Due concetti emergono su tutti nel documento AHA: l’irregolarità dei pasti è deleteria per il mantenimento del peso e di una ottimale salute cardiometabolica; la risposta migliore è la promozione del cosiddetto “intentional eating”, che potremmo tradurre con “approccio alimentare consapevole” (Tabella), che si foca- lizzi proprio sulla regolarità dei tempi e della frequenza di assunzione calorica (vale a dire pasti, spezzafame e merenda), per tagliare in modo salutare il traguardo energetico quotidiano.
Grazie all’ “intentional eating” il consumatore sarebbe educato in modo semplice a riconsiderare la qualità dell’alimentazione, più che l’apporto calorico, inquadrando le occasioni alimentari dal punto di vista del corretto contributo quotidiano in termini di macro e micronutrienti piuttosto che della sola quantità di calorie introdotte.
Questo approccio, tra l’altro, ridurrebbe il consumo eccessivo di cibi e bevande ad alta densità energetica e a basso contenuto di nutrienti.

Gruppi di popolazione che meritano approfondimenti
Gli esperti dell’AHA sottolineano le lacune che la ricerca nutrizionale è chiamata a colmare con urgenza. Dati non conclusivi ci sono per esempio su come affrontare, dal punto di vista nutrizionale, il rischio obesità in bambini e adolescenti: avrebbero infatti bisogno di ulteriori conferme (non avendo di fatto prodotto risultati definitivi) le ricerche che hanno evidenziato l’opportunità di far rispettare i tre pasti principali a orari regolari, per contrastare il rischio di sovrappeso e di altri fattori predittivi di malattie cardiovascolari.

● ● ● ● ●

- _Consegna_:
Per favore, prosegui l'estratto sulle indicazioni dell'AHA riguardo alla regolarità dei pasti, riprendendo subito dopo la sua ultima frase.

- _Dati in ingresso_:
● ● ● ● ●

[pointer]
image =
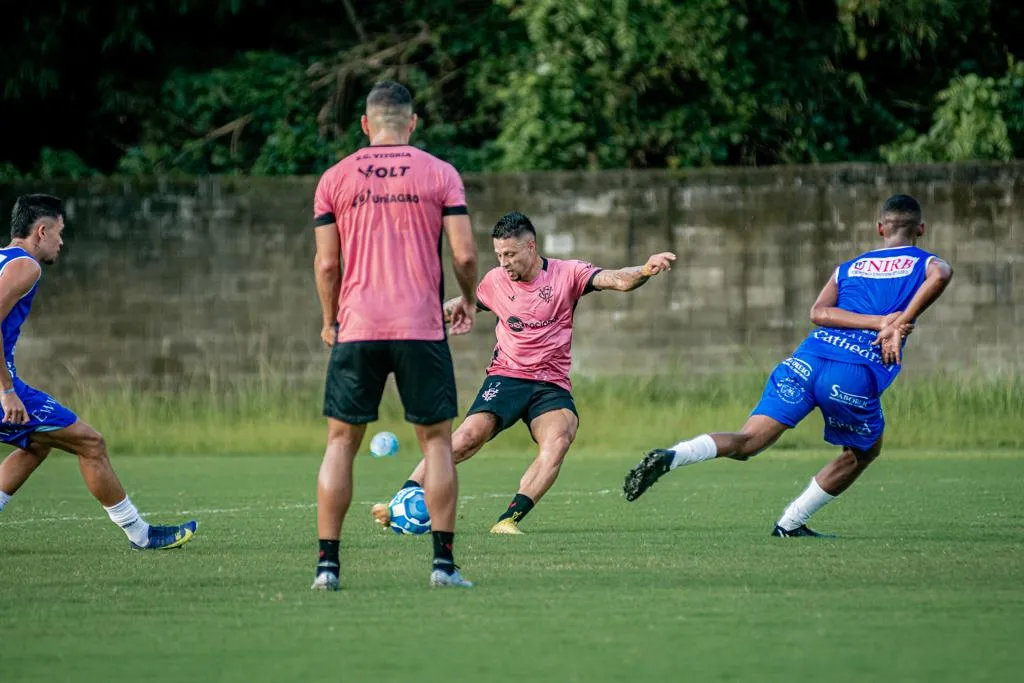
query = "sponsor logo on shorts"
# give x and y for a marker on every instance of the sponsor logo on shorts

● ● ● ● ●

- _Risposta_:
Ancora: modalità e frequenza dei pasti in relazione al rischio cardiovascolare dovrebbero essere meglio precisati anche negli anziani. La salute nutrizionale di questa fascia di popolazione deve infatti trovare l’equilibrio tra due esigenze: da un lato, l’introito calorico moderato, necessario al mantenimento del peso e al controllo dei fattori di rischio cardiovascolari e, dall’altro, l’adeguata assunzione di macro e micronutrienti essenziali, di cui le diete delle persone anziane sono spesso carenti.
Infine, nel documento si sottolineano con preoccupazione i dati di prevalenza di obesità e ipertensione che continuano ad affliggere le popolazioni con una maggiore predisposizione genetica (i neri e i nativi americani, le donne americane native del Messico, gli abitanti delle Isole del Pacifico).
Conclusioni
- Sovrappeso e obesità rappresentano un fattore di rischio cardiovascolare rilevante. Il ruolo dell’alimentazione è stato perciò riveduto dai cardiologi dell’American Heart Association, alla luce delle evidenze della ricerca nutrizionale più recente.
- I due parametri fondamentali di una corretta gestione dell’alimentazione quotidiana risultano la frequenza e gli orari dei pasti, a cui fare riferimento come “pasti principali” e “snack” (in Italia con snack si intendono sia gli spezzafame di metà mattina, sia la merenda di metà pomeriggio).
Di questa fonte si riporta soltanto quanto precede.